● **GOAL**
Copy all of the records below word for word, but leave out the pictures.

● **THE RECORDS**
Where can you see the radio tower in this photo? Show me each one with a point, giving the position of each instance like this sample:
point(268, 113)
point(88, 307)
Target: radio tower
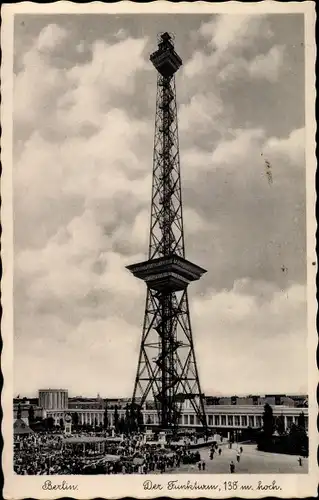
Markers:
point(167, 370)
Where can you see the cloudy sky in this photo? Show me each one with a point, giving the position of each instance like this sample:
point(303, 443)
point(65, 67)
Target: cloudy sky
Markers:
point(84, 103)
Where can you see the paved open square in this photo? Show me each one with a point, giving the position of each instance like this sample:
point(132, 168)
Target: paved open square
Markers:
point(252, 461)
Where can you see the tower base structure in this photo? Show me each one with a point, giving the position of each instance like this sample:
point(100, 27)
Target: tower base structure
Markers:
point(167, 373)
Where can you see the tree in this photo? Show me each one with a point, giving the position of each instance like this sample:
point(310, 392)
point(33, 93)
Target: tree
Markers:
point(302, 421)
point(31, 415)
point(116, 419)
point(268, 421)
point(280, 425)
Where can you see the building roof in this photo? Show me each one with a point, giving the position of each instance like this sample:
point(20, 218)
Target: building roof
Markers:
point(20, 427)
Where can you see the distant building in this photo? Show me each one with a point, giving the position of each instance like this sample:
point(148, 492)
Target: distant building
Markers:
point(53, 399)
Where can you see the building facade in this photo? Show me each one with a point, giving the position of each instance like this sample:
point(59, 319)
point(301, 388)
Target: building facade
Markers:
point(223, 414)
point(219, 417)
point(54, 399)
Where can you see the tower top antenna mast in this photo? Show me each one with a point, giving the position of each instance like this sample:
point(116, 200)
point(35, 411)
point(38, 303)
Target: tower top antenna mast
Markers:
point(171, 376)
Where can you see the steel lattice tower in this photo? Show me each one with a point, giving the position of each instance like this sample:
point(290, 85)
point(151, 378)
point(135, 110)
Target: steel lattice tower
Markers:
point(167, 370)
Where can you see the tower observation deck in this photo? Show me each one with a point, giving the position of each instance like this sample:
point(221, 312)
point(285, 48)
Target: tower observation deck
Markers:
point(167, 371)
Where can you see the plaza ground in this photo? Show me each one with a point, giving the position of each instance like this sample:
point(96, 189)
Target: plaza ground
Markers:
point(252, 461)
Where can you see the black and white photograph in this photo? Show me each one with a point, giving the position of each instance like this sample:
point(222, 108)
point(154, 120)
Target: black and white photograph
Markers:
point(161, 263)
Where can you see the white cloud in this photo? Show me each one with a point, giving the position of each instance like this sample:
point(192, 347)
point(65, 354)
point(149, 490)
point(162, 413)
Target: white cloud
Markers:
point(235, 31)
point(50, 37)
point(268, 66)
point(83, 179)
point(244, 342)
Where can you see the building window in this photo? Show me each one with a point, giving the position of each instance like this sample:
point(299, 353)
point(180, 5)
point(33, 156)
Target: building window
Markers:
point(289, 421)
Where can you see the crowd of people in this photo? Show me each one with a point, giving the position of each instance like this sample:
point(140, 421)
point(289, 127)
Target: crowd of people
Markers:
point(49, 453)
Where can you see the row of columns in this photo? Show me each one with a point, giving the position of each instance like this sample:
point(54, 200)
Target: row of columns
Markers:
point(91, 418)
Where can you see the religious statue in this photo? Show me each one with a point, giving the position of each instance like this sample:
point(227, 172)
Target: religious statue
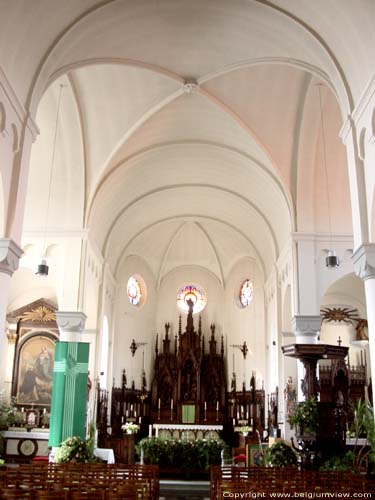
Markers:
point(290, 396)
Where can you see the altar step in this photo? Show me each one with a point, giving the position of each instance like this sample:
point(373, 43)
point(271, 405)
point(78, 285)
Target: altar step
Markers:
point(181, 490)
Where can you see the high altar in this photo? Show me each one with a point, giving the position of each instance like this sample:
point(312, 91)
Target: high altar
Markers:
point(188, 397)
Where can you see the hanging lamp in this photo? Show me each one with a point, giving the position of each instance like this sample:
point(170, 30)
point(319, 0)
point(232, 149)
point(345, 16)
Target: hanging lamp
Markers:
point(42, 269)
point(332, 259)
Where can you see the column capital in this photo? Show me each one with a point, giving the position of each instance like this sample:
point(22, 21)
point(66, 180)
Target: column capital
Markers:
point(71, 325)
point(364, 261)
point(10, 254)
point(306, 328)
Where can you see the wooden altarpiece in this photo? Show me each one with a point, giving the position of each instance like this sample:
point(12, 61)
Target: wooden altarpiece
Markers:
point(189, 385)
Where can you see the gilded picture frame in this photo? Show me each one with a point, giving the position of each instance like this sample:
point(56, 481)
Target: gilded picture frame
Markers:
point(34, 370)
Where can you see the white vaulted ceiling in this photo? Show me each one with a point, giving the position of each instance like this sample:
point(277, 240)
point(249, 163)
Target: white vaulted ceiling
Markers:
point(190, 131)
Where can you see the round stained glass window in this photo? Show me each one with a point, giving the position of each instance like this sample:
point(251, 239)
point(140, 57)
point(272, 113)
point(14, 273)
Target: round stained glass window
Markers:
point(195, 294)
point(246, 293)
point(134, 291)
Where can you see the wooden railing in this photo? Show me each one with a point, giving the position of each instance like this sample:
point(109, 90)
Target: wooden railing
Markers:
point(75, 481)
point(244, 482)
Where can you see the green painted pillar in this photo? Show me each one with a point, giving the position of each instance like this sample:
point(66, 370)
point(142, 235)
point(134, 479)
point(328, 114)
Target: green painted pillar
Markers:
point(69, 386)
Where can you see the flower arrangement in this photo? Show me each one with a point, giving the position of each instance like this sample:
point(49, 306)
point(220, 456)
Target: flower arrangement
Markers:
point(76, 449)
point(245, 429)
point(305, 417)
point(177, 453)
point(130, 428)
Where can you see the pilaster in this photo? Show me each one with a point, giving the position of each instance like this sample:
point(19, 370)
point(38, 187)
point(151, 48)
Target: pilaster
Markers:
point(306, 329)
point(364, 265)
point(10, 254)
point(70, 372)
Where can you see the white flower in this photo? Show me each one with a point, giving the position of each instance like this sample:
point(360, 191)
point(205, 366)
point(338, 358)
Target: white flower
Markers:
point(130, 427)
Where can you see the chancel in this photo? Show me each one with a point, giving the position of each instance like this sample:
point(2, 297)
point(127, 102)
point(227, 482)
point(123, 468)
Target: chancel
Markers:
point(198, 180)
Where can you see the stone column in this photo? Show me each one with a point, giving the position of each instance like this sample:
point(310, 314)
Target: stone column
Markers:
point(364, 265)
point(69, 389)
point(10, 254)
point(306, 330)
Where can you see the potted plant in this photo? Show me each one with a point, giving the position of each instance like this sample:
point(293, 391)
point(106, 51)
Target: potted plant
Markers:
point(305, 418)
point(280, 455)
point(8, 412)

● **EXERCISE RESULT**
Where can you see the radio tower in this photo? Show me each one with a point, giving the position of each instance like this sample:
point(268, 113)
point(88, 307)
Target: radio tower
Markers:
point(167, 370)
Where can you see the cloudy sky in this photo? Show me each one with a point, giving the position of each instance like this sample:
point(303, 443)
point(65, 67)
Target: cloudy sky
Markers:
point(84, 103)
Where can you see the paved open square in this photo? Show me each one with a point, giving the position of each instance like this sample:
point(132, 168)
Target: paved open square
Markers:
point(252, 461)
Where can you see the tower base structure in this photo? Show me each one with a point, giving the position of each instance like this sample:
point(100, 27)
Target: tower base structure
Markers:
point(167, 373)
Where can you see the tree in this photo? Show me each one with a point, giving the position of each instance like this sample:
point(310, 392)
point(33, 93)
Target: tree
Markers:
point(302, 421)
point(31, 415)
point(116, 419)
point(268, 421)
point(280, 425)
Where can you see the building roof in this photo? Show me each one with a point, giving the position of each instance like this sample:
point(20, 218)
Target: building roof
Markers:
point(20, 427)
Where can you see the distant building in this photo? Show me each one with a point, giving the position of each instance like this sample:
point(148, 492)
Target: distant building
Markers:
point(53, 399)
Where can you see the building facade in this photo? Show me each one with a point, giving the position of each instance like this sample:
point(59, 319)
point(301, 388)
Target: building facade
Markers:
point(223, 414)
point(219, 417)
point(54, 399)
Where can you see the tower top antenna mast in this photo? Show me each one with a point, giving the position of each instance like this sample:
point(116, 200)
point(35, 411)
point(38, 303)
Target: tower top antenna mast
Markers:
point(171, 376)
Where can you see the steel lattice tower in this photo? Show me each one with a point, giving the position of each instance like this sample:
point(290, 85)
point(151, 378)
point(135, 110)
Target: steel lattice tower
Markers:
point(167, 370)
Where can you see the tower observation deck in this photo? Show me each one with a point, giving the position of each instance like this sample:
point(221, 312)
point(285, 48)
Target: tower observation deck
Markers:
point(167, 371)
Where can you see the plaza ground in this photo? Show me each one with a point, giving the position of each instance like this sample:
point(96, 189)
Target: plaza ground
Markers:
point(252, 461)
Where can you see the black and white photograph in this photo? Show me each one with a point, giving the position of each instance like this sample:
point(222, 108)
point(154, 120)
Target: black and white photograph
Markers:
point(161, 263)
Where can you see the white cloud in this photo? Show me each one with a point, giving the position of each instance like this sample:
point(192, 347)
point(65, 354)
point(149, 490)
point(162, 413)
Target: white cloud
Markers:
point(235, 31)
point(50, 37)
point(268, 66)
point(83, 179)
point(244, 342)
Where can you see the building window in this photo? Show me each one with a point, giving the position of each instance like this sample:
point(299, 353)
point(180, 5)
point(33, 156)
Target: building window
Markers:
point(289, 421)
Where can you see the crowd of people in this photo? Show me each one with a point, giving the position of each instance like this sample:
point(140, 421)
point(289, 127)
Target: crowd of people
Markers:
point(49, 453)
Where can you see the row of columns in this photo? Show me each one with a point, giving the position of each instance like this sample:
point(54, 200)
Target: row of columns
Markers:
point(91, 418)
Where can you see the religious statue in this photo? Show me each one with a point, giving the position of each instance like this sample:
point(227, 172)
Target: religious statue
Markers:
point(290, 396)
Where can you see the altar step in this photo? Show me each one with a point, giving the position of each instance like this sample:
point(373, 43)
point(271, 405)
point(78, 285)
Target: altar step
Markers:
point(181, 490)
Where can you see the high altar in this photo? Show me each one with a point, giving the position of each instance like this sample:
point(312, 91)
Target: high altar
Markers:
point(188, 397)
Where can you see the hanging lamp in this photo? Show me each one with a point, giving the position of each instance like this sample:
point(170, 30)
point(319, 0)
point(232, 149)
point(345, 16)
Target: hanging lamp
Markers:
point(42, 269)
point(332, 259)
Where can you see the column capital in this photo? Show me each one with a point, giving the position of each instance like this sample:
point(22, 21)
point(66, 180)
Target: column capital
Markers:
point(71, 325)
point(364, 261)
point(10, 254)
point(306, 328)
Where can you see the wooden altarpiece in this photo? Show me each one with a point, giving the position of each instance like this sample:
point(12, 61)
Target: wooden altarpiece
Markers:
point(189, 385)
Where can you see the gilded picture frame in this photo? Show me each one with a point, giving the position of each instance like this sample:
point(56, 481)
Target: gilded picture frame
Markers:
point(34, 370)
Where can you see the white vaulted ceiling in this photo? Show me each one with a point, giving the position of each instance like this sample:
point(277, 240)
point(249, 163)
Target: white vaulted ceiling
Markers:
point(190, 131)
Where can you see the round stained glass window in this photo? Show me each one with a point, giving the position of each instance like this sample:
point(251, 239)
point(140, 57)
point(272, 113)
point(14, 273)
Target: round stained glass window
Markers:
point(195, 294)
point(246, 293)
point(134, 291)
Where can you see the wooden railing in this photo? Show me each one with a point, giving the position of each instance like this sample:
point(109, 90)
Target: wooden railing
Markers:
point(75, 481)
point(244, 482)
Where can you see the green painted pillar in this photo? Show me each one with a point, giving the position of each instance like this sample:
point(66, 370)
point(142, 235)
point(134, 479)
point(328, 114)
Target: green painted pillar
Markers:
point(69, 386)
Where can you see the flower arrangement in this photo? Show me each one with a point, giving the position of each instance like this sample:
point(49, 306)
point(220, 456)
Target: flower arrangement
Markers:
point(76, 449)
point(245, 429)
point(305, 417)
point(177, 453)
point(130, 428)
Where can you see the pilaster in this photo? Show me each one with a point, giving the position of each instance like this sample:
point(19, 370)
point(38, 187)
point(151, 48)
Target: pilaster
Markers:
point(306, 329)
point(364, 265)
point(10, 254)
point(70, 372)
Where can you see the white flower in this photo? Show me each one with a point, giving the position of each instance like this sample:
point(360, 191)
point(205, 366)
point(338, 358)
Target: white flower
Markers:
point(130, 427)
Where can you see the chancel in this photo? Show me each one with a point, giving the position of each instance like this sample:
point(2, 297)
point(127, 102)
point(227, 482)
point(123, 468)
Target: chancel
Markers:
point(198, 180)
Where can you see the stone column in this photo? Show me each one with a point, giving the position of each instance like this sample:
point(310, 314)
Target: stone column
Markers:
point(364, 265)
point(69, 389)
point(10, 254)
point(306, 330)
Where can you see the potted plant in this photo? Show me each one with a point, giving the position of each instance like this sample:
point(293, 391)
point(106, 51)
Target: potted plant
Markers:
point(305, 418)
point(280, 455)
point(8, 412)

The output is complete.